:: Textabschnitt ::

Ich denke, wenn Du das wirklich ändern möchtest, dann solltest Du jetzt anfangen Deine Eltern teils zu "erziehen". Wie sollen sie wissen, was Du wirklich willst in Deinem Leben, wenn Du ständig springst, wenn sie rufen. Wehre Dich doch eimal, indem Du ihnen sagst :"Sorry Mama und Papa, aber heute komme ich nicht zu Besuch, ich habe mich ins Kino verabredet oder zum Tee mit einer Freundin." Je öfter es vorkommt, um so mehr müssen sie es akzeptieren. Du kannst sie ja deswegen trotzdem besuchen, aber dann, wenn es in Deinen Plan paßt und Du wirklich gerne hingehen magst, denn schließlich soll der Besuch gerne geschehen und kein Zwang sein. Denn wenn es unter Zwang entsteht, dann passiert das Rebellieren irgendwann automatisch.

:::
:: Bereitgestellte Daten ::

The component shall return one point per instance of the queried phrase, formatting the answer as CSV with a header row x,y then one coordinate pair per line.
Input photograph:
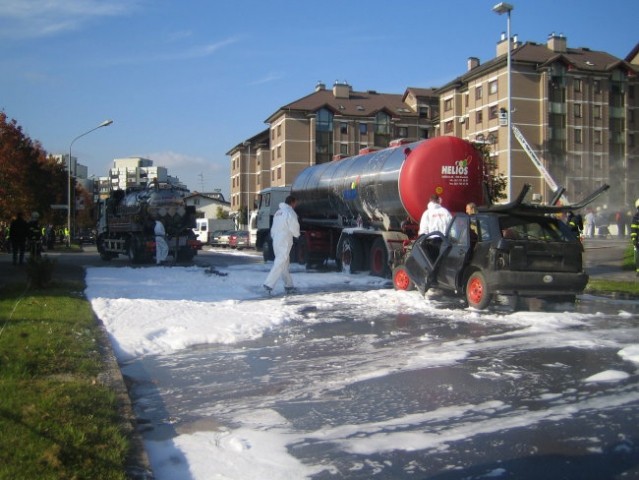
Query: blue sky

:::

Aufgaben
[a] Schreib aus dem Textabschnitt die Stelle von "Ich denke, wenn" bis "Rebellieren irgendwann automatisch." wortgetreu ab.
[b] Prüfe anhand des Textabschnitts, ob die folgenden Aussagen zutreffen, und antworte jeweils mit Ja oder Nein samt den entscheidenden Worten als genauem Zitat: (i) Der Textabschnitt rät, die Eltern gar nicht mehr zu besuchen. (ii) Je öfter es vorkommt, desto mehr müssen die Eltern es akzeptieren. (iii) Der Besuch soll kein Zwang sein.

Erwartete Antworten
[a]
Ich denke, wenn Du das wirklich ändern möchtest, dann solltest Du jetzt anfangen Deine Eltern teils zu "erziehen". Wie sollen sie wissen, was Du wirklich willst in Deinem Leben, wenn Du ständig springst, wenn sie rufen. Wehre Dich doch eimal, indem Du ihnen sagst :"Sorry Mama und Papa, aber heute komme ich nicht zu Besuch, ich habe mich ins Kino verabredet oder zum Tee mit einer Freundin." Je öfter es vorkommt, um so mehr müssen sie es akzeptieren. Du kannst sie ja deswegen trotzdem besuchen, aber dann, wenn es in Deinen Plan paßt und Du wirklich gerne hingehen magst, denn schließlich soll der Besuch gerne geschehen und kein Zwang sein. Denn wenn es unter Zwang entsteht, dann passiert das Rebellieren irgendwann automatisch.

[b]
(i) Nein: „Du kannst sie ja deswegen trotzdem besuchen“
(ii) Ja: „Je öfter es vorkommt, um so mehr müssen sie es akzeptieren.“
(iii) Ja: „denn schließlich soll der Besuch gerne geschehen und kein Zwang sein“